[Start of Provided passage]
# Center channel speakers



## theluker (Jan 23, 2010)

Hi, me again.

Saturday morning and I'm off to the local audio store to look at some CC's.

Any suggestions?

Sharp 52 Aquos
Sony BDP-S300
Harmon Kardon AVR 7000
Energy C-8 Connoisseur's
Mission 763i

Thanks


----------



## Kal Rubinson (Aug 3, 2006)

Sure. Another Energy C-8.


----------



## theluker (Jan 23, 2010)

I'm thinking more like the CC-1 in the Energy line.

The c-8's are huge.


----------



## Mike P. (Apr 6, 2007)

Thread moved to Home Audio Speakers.


----------



## Kal Rubinson (Aug 3, 2006)

theluker said:


> I'm thinking more like the CC-1 in the Energy line.


Appears to be a typically-designed MTM. Not impressed.


----------



## Jungle Jack (Jul 28, 2009)

Hello,
I completely agree with Kal. Purchasing another C-8 would be ideal as your front 3 speakers would be identical. This is the ideal to have matching speakers on all channels.
[End of Provided passage]
[Start of Provided information]
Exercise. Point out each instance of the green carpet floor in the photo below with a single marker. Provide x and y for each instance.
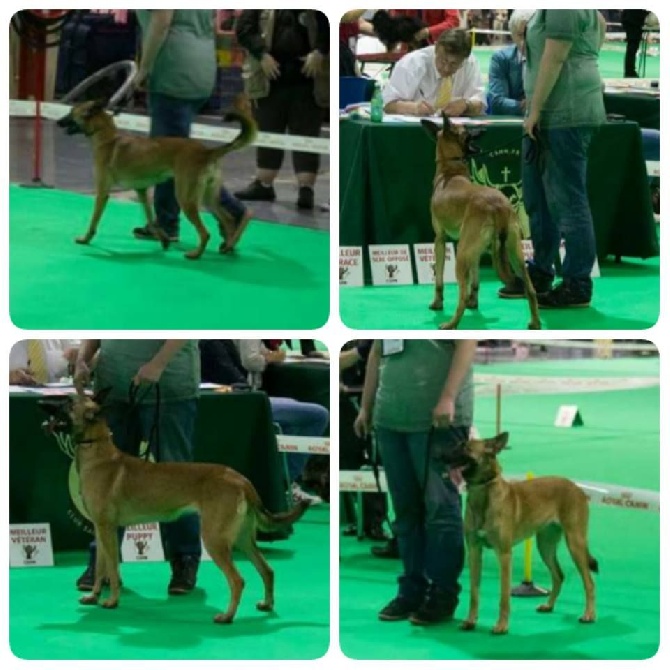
(626, 296)
(618, 444)
(278, 277)
(47, 622)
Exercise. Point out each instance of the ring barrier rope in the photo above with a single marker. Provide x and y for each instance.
(134, 122)
(604, 495)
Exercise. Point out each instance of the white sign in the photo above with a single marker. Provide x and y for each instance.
(142, 544)
(298, 444)
(351, 266)
(424, 257)
(568, 416)
(391, 264)
(527, 246)
(30, 545)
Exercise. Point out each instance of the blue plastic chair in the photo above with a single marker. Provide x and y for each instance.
(355, 89)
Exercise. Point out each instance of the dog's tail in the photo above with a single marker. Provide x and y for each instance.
(499, 248)
(267, 521)
(246, 136)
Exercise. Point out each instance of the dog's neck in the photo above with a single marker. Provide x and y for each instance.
(449, 167)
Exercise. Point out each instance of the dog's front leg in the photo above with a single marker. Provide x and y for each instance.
(475, 565)
(438, 299)
(505, 559)
(101, 198)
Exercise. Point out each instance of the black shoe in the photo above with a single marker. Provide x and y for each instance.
(398, 609)
(184, 573)
(257, 191)
(388, 550)
(566, 295)
(305, 198)
(435, 609)
(87, 580)
(146, 233)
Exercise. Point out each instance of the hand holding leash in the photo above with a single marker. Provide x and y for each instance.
(443, 414)
(531, 124)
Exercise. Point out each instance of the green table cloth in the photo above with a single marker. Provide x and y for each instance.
(387, 170)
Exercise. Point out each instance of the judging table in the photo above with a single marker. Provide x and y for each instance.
(387, 171)
(234, 429)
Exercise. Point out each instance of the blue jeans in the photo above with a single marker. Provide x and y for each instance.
(175, 432)
(172, 117)
(298, 418)
(428, 516)
(557, 203)
(651, 145)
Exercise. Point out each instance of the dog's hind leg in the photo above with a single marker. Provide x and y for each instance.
(101, 199)
(547, 541)
(575, 537)
(463, 273)
(247, 544)
(192, 213)
(439, 248)
(515, 255)
(473, 298)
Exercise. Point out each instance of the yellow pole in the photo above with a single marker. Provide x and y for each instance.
(528, 553)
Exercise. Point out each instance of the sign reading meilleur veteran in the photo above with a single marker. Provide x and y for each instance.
(30, 545)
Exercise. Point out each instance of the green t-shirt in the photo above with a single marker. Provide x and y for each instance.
(186, 63)
(119, 361)
(410, 384)
(577, 97)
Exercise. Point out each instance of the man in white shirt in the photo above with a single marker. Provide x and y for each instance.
(440, 78)
(54, 359)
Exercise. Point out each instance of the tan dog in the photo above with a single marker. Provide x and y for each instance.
(121, 490)
(138, 163)
(500, 514)
(478, 218)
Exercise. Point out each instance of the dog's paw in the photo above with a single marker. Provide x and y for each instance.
(223, 618)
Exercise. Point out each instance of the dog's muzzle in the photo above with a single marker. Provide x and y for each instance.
(69, 125)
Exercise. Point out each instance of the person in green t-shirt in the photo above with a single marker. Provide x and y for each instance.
(178, 65)
(150, 367)
(565, 107)
(418, 396)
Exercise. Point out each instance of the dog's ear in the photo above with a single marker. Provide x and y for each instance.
(431, 128)
(496, 444)
(100, 397)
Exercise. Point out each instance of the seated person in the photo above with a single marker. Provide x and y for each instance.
(240, 361)
(33, 362)
(440, 78)
(506, 94)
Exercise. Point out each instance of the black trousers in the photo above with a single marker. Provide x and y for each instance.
(289, 108)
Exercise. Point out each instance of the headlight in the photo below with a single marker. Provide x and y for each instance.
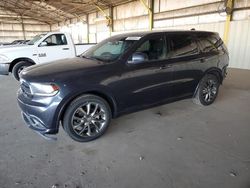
[End of Provided information]
**Tasks for this exercise**
1. In the center channel speakers thread, to which section was the discussion moved?
2. Reproduce the stretch of the center channel speakers thread from "## Jungle Jack" through "on all channels.", substituting "loudspeakers" for "speakers".
3. Extend the forum thread on center channel speakers past its final post.

**Task-by-task results**
1. Home Audio Speakers.

2.
## Jungle Jack (Jul 28, 2009)

Hello,
I completely agree with Kal. Purchasing another C-8 would be ideal as your front 3 loudspeakers would be identical. This is the ideal to have matching loudspeakers on all channels.

3.
With the Center Channel being the lynchpin to a great HT experience, going with the biggest and best CC is absolutely the way to go.
Cheers,
JJ


----------



## Wemyss (Jul 10, 2012)

Hi,

If you have the space to fit it in, the new M&K S300 is one of the best.


----------



## Kal Rubinson (Aug 3, 2006)

Wemyss said:


> Hi,
> 
> If you have the space to fit it in, the new M&K S300 is one of the best.


Mebbe but it is likely to be a much poorer match than the CC-1.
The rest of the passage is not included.